Your objective: The response should consist of the listing, repeated word for word.

── Given entries

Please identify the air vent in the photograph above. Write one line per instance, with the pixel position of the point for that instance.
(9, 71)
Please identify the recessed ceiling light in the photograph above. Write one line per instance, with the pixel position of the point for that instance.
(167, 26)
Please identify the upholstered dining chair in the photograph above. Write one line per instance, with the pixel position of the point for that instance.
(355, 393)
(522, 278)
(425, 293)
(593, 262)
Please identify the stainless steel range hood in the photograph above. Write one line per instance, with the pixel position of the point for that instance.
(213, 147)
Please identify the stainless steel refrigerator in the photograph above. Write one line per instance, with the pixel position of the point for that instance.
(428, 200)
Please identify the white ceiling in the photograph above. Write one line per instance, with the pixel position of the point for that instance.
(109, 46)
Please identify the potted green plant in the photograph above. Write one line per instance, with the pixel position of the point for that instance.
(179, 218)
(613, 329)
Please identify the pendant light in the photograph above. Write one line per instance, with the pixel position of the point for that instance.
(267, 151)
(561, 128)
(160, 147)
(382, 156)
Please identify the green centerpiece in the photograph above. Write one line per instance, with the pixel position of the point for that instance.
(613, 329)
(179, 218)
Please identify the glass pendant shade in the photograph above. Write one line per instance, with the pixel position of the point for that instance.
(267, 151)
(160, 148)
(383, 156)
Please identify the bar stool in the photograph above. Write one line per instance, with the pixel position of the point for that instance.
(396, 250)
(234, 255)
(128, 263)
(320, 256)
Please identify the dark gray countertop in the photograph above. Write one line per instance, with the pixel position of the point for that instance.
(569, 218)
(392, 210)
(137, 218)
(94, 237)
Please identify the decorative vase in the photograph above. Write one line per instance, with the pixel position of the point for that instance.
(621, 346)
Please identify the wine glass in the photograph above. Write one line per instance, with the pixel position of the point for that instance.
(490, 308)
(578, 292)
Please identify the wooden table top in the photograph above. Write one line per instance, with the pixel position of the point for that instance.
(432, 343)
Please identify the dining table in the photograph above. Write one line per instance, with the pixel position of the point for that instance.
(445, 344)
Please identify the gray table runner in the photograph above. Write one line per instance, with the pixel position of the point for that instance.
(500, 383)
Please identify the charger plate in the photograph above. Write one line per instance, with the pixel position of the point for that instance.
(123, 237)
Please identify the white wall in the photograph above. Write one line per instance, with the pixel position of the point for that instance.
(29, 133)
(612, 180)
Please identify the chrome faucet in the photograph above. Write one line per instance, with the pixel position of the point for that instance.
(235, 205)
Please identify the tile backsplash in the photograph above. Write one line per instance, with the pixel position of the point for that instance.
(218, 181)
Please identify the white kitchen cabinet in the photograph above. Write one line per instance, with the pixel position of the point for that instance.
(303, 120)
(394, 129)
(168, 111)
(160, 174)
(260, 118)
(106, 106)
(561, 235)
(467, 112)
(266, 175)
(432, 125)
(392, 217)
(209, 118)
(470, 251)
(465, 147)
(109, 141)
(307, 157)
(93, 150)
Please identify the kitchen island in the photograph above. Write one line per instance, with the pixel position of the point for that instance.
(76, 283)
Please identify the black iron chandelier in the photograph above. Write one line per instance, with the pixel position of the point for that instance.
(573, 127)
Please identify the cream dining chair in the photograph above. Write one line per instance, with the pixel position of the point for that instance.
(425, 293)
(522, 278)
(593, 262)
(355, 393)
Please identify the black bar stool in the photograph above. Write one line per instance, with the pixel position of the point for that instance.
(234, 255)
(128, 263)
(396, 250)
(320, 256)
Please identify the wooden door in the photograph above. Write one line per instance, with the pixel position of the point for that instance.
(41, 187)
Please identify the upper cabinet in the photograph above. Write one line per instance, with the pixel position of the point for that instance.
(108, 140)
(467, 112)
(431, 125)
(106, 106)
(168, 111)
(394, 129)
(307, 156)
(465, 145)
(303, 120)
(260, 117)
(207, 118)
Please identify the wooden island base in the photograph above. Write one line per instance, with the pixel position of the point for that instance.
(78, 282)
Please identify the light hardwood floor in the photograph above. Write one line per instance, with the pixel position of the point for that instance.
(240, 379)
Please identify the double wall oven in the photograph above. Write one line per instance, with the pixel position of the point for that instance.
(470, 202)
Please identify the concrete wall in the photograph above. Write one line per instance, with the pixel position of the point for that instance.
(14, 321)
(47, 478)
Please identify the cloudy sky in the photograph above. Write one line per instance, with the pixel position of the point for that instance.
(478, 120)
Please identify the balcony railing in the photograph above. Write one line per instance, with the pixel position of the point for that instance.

────

Your solution:
Please identify the air vent in the photograph above. Write one line per instance, with the pixel position of the point for that instance.
(9, 71)
Please identify the recessed ceiling light in the photograph above. Write one line per instance, with the pixel position of the point for that instance.
(167, 26)
Please identify the upholstered dining chair in the photograph above. Write one line per instance, with the pixel position of the point for that instance.
(355, 393)
(522, 278)
(425, 293)
(593, 262)
Please identify the stainless steel range hood in the photograph above. Write one line per instance, with the pixel position of the point for that instance.
(213, 147)
Please identify the stainless steel refrigerator in the photograph above. Write one line per instance, with the pixel position of the point for that instance.
(428, 200)
Please identify the white ceiling in the photograph above. Write one line per instance, with the pixel position of the point for that instance.
(109, 46)
Please identify the potted green plant in the photograph above. Write one line per instance, with the pixel position of the point for that instance.
(179, 218)
(613, 329)
Please identify the pendant light in the photograph above. Write one line per instance, with the pixel position of the point for that instance.
(267, 151)
(561, 128)
(160, 147)
(382, 156)
Please identify the green centerpiece in the photograph above. Write one line per instance, with the pixel position of the point for that instance.
(613, 329)
(179, 218)
Please identify the glass pendant shade in the photograph above. Write one line per instance, with the pixel position of the point for that instance.
(267, 151)
(160, 148)
(383, 156)
Please identify the bar stool in the photograph above. Write one line per instance, with the pixel position of the point for that instance.
(396, 250)
(234, 255)
(128, 263)
(320, 256)
Please identify the dark gray countertop in the photograph above. Write one line per instance, with the pixel position of the point for that instance.
(569, 218)
(392, 210)
(137, 218)
(94, 237)
Please identify the decorative vase in the photograph above. Write one line per instance, with the pixel position of the point for that instance.
(621, 346)
Please identify the wine glass in the photograph above. Write one line per instance, with the pixel position of the point for that instance.
(490, 308)
(578, 292)
Please identify the wooden table top in the photograph above. Write one line per instance, with the pixel position of the point for that instance.
(432, 343)
Please identify the dining table in the photograph above. Write one line per instance, with the pixel position of the point for that instance.
(445, 344)
Please identify the gray table runner in the photograph above. Write one line per instance, with the pixel position of the point for that instance.
(500, 383)
Please identify the charger plate in the photograph above. Write one line per instance, with the pixel position of the point for that instance.
(123, 237)
Please identify the white wall in the photograph above. Write one line per instance, with the pixel position of the point for that instance.
(29, 133)
(612, 180)
Please identify the chrome faucet in the photograph above. Write one line per instance, with the pixel position of the point for that instance.
(235, 205)
Please identify the tile backsplash in the photograph above. Write one line per instance, with the pixel position of the point for that instance.
(218, 181)
Please identify the white kitchen cabinet in the photograph above. Write one line per instance, with the pixel position of the point for that instance.
(303, 120)
(394, 129)
(168, 111)
(160, 174)
(260, 118)
(106, 106)
(561, 235)
(467, 112)
(266, 175)
(432, 125)
(392, 217)
(209, 118)
(470, 251)
(465, 147)
(109, 141)
(307, 157)
(93, 150)
Please identify the kitchen island in the photograph above. Write one line per instance, with the pixel position of the point for that instance.
(76, 283)
Please identify the black iron chandelier in the photograph above. Write one line per instance, with the pixel position of the point for that instance.
(573, 127)
Please identify the cream dining chair in the photograph above. Write one line per instance, with the pixel position of the point for that instance.
(425, 293)
(522, 278)
(593, 262)
(355, 393)
Please identify the black bar stool in the photograph above. Write one line per instance, with the pixel position of the point for that instance.
(234, 255)
(128, 263)
(396, 250)
(320, 256)
Please identify the wooden door in the photograph above. Write one line per instance, with the pixel position of the point for that instance.
(41, 187)
Please identify the upper cabinet in the photograph above. Write one line per instance, with the pixel position of the point for that instance.
(108, 140)
(467, 112)
(431, 125)
(106, 106)
(168, 111)
(394, 129)
(307, 156)
(465, 145)
(303, 120)
(260, 117)
(207, 118)
Please identify the wooden island base in the photograph above. Write one line per instance, with the pixel position of the point for that instance.
(78, 282)
Please identify the light hardwood floor in the photograph above. Write one line per instance, with the pixel position of the point for that instance.
(240, 379)
Please identify the double wall oven in the photograph above. Write one line per instance, with the pixel position of the point for that instance.
(470, 202)
Please identify the concrete wall in the photograph above. Write one line per instance, with the pixel position of the point for that instance.
(14, 321)
(47, 478)
Please identify the cloudy sky in the photograph above. Write one line per instance, with the pixel position of the point for that instance.
(478, 120)
Please identify the balcony railing in the photograph above. Write one line per instance, with the pixel position of the point for that instance.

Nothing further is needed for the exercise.